====== Exercise material ======
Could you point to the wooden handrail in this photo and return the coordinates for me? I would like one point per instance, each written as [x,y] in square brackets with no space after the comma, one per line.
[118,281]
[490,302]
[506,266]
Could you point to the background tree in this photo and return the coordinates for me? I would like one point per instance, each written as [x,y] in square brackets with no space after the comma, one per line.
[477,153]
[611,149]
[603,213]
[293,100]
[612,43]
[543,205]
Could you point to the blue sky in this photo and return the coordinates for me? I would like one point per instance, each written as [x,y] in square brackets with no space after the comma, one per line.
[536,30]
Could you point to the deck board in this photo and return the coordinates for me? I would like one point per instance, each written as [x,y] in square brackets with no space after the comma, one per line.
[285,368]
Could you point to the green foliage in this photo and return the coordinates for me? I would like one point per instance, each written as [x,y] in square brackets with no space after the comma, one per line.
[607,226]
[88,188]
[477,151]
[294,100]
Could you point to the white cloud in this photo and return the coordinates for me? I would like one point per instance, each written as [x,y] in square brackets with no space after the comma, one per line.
======
====== Exercise material ======
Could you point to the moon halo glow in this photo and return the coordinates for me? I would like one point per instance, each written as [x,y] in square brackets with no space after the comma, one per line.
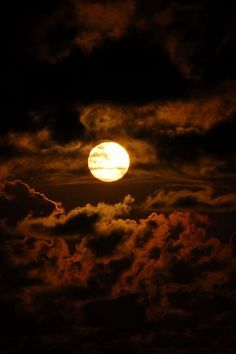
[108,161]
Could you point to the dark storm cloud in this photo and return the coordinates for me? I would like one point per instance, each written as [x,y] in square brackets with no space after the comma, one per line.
======
> Aim of the task:
Where a line of the data includes the string "cloud", list that line.

> Answer box:
Could you point to the white cloud in this photo and return the coordinates for me? I would like one point per instance, each written as [x,y] in square brackets with no space after the comma, one per line.
Could you point to the dark storm cloud in this photo and return the coordinates for me? I would like one point per instance, each written as [x,y] in square brackets with no space after the comma, one per line.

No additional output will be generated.